Exercise details: Reproduce each of the records below line for line, changing nothing.

Data entries:
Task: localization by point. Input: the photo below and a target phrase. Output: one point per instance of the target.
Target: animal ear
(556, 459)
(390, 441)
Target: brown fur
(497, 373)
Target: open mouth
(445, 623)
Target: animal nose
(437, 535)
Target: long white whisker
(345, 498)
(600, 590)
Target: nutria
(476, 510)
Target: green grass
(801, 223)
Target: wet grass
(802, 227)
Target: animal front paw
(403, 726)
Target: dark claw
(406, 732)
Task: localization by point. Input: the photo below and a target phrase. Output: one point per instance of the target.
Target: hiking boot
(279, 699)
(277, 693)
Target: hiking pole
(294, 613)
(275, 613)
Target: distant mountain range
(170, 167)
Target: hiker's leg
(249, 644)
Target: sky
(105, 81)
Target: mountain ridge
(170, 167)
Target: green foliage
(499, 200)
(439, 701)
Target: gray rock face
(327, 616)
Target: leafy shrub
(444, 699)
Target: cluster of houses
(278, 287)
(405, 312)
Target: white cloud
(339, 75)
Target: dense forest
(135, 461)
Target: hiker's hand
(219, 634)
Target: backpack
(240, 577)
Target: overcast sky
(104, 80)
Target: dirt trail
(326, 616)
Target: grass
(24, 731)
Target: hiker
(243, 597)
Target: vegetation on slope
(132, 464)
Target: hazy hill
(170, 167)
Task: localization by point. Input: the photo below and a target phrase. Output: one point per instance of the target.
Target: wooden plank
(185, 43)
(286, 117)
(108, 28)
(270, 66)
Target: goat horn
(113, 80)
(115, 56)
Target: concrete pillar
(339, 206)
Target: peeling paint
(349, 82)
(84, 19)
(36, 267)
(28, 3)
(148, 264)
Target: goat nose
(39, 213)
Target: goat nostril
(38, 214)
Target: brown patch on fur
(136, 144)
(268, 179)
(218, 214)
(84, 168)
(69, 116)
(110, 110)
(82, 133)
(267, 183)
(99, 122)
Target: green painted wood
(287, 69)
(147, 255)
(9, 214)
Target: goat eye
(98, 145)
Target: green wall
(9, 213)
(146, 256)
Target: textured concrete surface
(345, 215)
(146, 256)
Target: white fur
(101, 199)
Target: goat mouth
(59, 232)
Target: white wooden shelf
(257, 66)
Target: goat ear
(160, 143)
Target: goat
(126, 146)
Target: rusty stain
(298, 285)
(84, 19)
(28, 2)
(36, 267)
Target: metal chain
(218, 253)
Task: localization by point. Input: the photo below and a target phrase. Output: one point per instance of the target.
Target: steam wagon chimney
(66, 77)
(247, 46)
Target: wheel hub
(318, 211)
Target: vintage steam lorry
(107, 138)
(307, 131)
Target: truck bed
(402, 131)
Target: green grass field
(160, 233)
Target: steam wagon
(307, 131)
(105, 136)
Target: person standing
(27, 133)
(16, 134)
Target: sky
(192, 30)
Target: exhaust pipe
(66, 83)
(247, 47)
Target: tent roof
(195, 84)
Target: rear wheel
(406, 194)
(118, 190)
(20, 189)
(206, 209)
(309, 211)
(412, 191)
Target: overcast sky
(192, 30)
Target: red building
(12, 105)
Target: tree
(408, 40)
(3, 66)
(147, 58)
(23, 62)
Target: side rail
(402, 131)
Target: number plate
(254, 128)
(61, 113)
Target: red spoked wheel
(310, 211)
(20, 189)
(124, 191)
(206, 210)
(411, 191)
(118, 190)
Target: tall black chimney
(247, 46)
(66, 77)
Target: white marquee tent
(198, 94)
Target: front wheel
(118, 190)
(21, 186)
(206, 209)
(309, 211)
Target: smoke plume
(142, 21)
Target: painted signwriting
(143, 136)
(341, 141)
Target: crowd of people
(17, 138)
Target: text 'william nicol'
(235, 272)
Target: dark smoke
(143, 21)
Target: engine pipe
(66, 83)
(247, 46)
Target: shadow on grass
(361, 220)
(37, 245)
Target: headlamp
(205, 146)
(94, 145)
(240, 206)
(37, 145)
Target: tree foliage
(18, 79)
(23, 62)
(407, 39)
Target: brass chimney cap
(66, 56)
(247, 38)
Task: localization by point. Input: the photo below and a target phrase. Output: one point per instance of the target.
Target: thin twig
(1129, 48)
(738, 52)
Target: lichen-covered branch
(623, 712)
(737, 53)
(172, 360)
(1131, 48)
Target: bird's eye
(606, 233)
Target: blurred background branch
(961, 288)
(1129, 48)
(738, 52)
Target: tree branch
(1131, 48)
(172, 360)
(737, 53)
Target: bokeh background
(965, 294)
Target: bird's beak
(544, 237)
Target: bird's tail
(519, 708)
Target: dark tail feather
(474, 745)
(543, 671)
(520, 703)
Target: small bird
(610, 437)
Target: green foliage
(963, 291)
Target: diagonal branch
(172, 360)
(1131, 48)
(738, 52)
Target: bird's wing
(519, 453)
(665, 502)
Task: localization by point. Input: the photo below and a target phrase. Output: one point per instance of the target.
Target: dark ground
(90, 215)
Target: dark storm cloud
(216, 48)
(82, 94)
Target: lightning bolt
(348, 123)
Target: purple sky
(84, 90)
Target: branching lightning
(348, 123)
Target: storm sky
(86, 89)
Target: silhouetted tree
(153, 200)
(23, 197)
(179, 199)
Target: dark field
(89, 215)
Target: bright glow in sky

Problem solution:
Task: localization by point. Input: the photo below and a target phrase. Output: one point per instance of the target.
Target: animal ear
(556, 459)
(390, 441)
Target: brown fur
(497, 373)
Target: open mouth
(445, 623)
Target: animal nose
(437, 535)
Target: long white whisker
(345, 498)
(600, 590)
Target: nutria
(476, 510)
Target: green grass
(801, 223)
Target: wet grass
(802, 227)
Target: animal front paw
(403, 726)
Target: dark claw
(406, 732)
Task: localization by point. Input: the photo below and a target phrase. Output: one point per instance of the target.
Target: hiking boot
(279, 699)
(277, 693)
Target: hiking pole
(294, 613)
(275, 613)
Target: distant mountain range
(170, 167)
Target: hiker's leg
(249, 644)
Target: sky
(105, 81)
Target: mountain ridge
(170, 167)
Target: green foliage
(499, 200)
(439, 701)
Target: gray rock face
(327, 616)
Target: leafy shrub
(444, 699)
Target: cluster of houses
(278, 287)
(405, 312)
Target: white cloud
(339, 75)
Target: dense forest
(135, 461)
Target: hiker's hand
(219, 634)
Target: backpack
(240, 577)
Target: overcast sky
(104, 80)
Target: dirt trail
(326, 616)
Target: grass
(24, 731)
Target: hiker
(243, 597)
Target: vegetation on slope
(132, 464)
Target: hazy hill
(170, 167)
Task: localization by point. Input: the photo below and a target phrase. Output: one point per instance of the target.
Target: wooden plank
(185, 43)
(286, 117)
(108, 28)
(270, 66)
Target: goat horn
(113, 80)
(115, 56)
Target: concrete pillar
(339, 206)
Target: peeling paint
(349, 82)
(84, 19)
(36, 267)
(28, 3)
(148, 264)
Target: goat nose
(39, 213)
Target: goat nostril
(38, 214)
Target: brown patch on fur
(136, 144)
(268, 179)
(218, 214)
(84, 168)
(69, 116)
(110, 110)
(82, 133)
(267, 183)
(99, 122)
Target: green painted wood
(287, 69)
(147, 255)
(9, 214)
Target: goat eye
(98, 145)
Target: green wall
(9, 213)
(146, 256)
Target: textured concrete surface
(345, 215)
(146, 256)
Target: white fur
(101, 199)
Target: goat mouth
(59, 232)
Target: white wooden shelf
(257, 66)
Target: goat ear
(160, 143)
Target: goat
(126, 146)
Target: rusty stain
(298, 285)
(84, 19)
(28, 2)
(36, 267)
Target: metal chain
(218, 253)
Task: localization by point. Input: the photo below and a target phrase. Output: one point per instance of the target.
Target: steam wagon chimney
(66, 77)
(247, 46)
Target: wheel hub
(318, 211)
Target: vintage steam lorry
(107, 138)
(307, 131)
Target: truck bed
(402, 131)
Target: green grass field
(160, 233)
Target: steam wagon
(307, 131)
(105, 136)
Target: person standing
(27, 133)
(16, 134)
Target: sky
(192, 30)
Target: exhaust pipe
(66, 83)
(247, 47)
Target: tent roof
(195, 84)
Target: rear wheel
(406, 194)
(118, 190)
(20, 189)
(206, 209)
(309, 211)
(412, 191)
Target: overcast sky
(192, 30)
Target: red building
(12, 105)
Target: tree
(408, 40)
(3, 66)
(147, 58)
(23, 62)
Target: side rail
(402, 131)
Target: number plate
(254, 128)
(61, 113)
Target: red spoked wheel
(310, 211)
(20, 189)
(124, 191)
(206, 210)
(411, 191)
(118, 190)
Target: tall black chimney
(247, 46)
(66, 77)
Target: white marquee tent
(198, 94)
Target: front wheel
(118, 190)
(21, 186)
(206, 209)
(309, 211)
Target: smoke plume
(142, 21)
Target: painted signwriting
(143, 136)
(341, 141)
Target: crowd of people
(17, 138)
Target: text 'william nicol'
(235, 272)
Target: dark smoke
(143, 21)
Target: engine pipe
(66, 83)
(247, 46)
Target: shadow on grass
(361, 220)
(37, 245)
Target: headlamp
(205, 146)
(94, 145)
(240, 206)
(37, 145)
Target: tree foliage
(18, 79)
(23, 62)
(407, 39)
Target: brass chimney cap
(66, 56)
(247, 38)
Task: localization by point. Input: the photo below and a target phrase. Output: one point per instance of the target.
Target: thin twig
(1129, 48)
(738, 52)
Target: lichen-covered branch
(623, 712)
(737, 53)
(172, 360)
(1131, 48)
Target: bird's eye
(606, 233)
Target: blurred background branch
(961, 288)
(1129, 48)
(738, 52)
Target: tree branch
(1131, 48)
(172, 360)
(737, 53)
Target: bokeh background
(965, 294)
Target: bird's beak
(544, 237)
Target: bird's tail
(519, 708)
Target: dark tail feather
(474, 745)
(543, 671)
(520, 703)
Target: small bird
(610, 437)
Target: green foliage
(963, 291)
Target: diagonal branch
(172, 360)
(1131, 48)
(738, 52)
Target: bird's wing
(519, 453)
(665, 502)
Task: localization by point. Input: the photo below and a target phrase. Output: one point per instance of the target.
Target: dark ground
(90, 215)
Target: dark storm cloud
(216, 48)
(82, 94)
Target: lightning bolt
(348, 123)
Target: purple sky
(84, 90)
Target: branching lightning
(348, 123)
Target: storm sky
(86, 89)
Target: silhouetted tree
(153, 200)
(23, 197)
(179, 199)
Target: dark field
(89, 215)
Target: bright glow in sky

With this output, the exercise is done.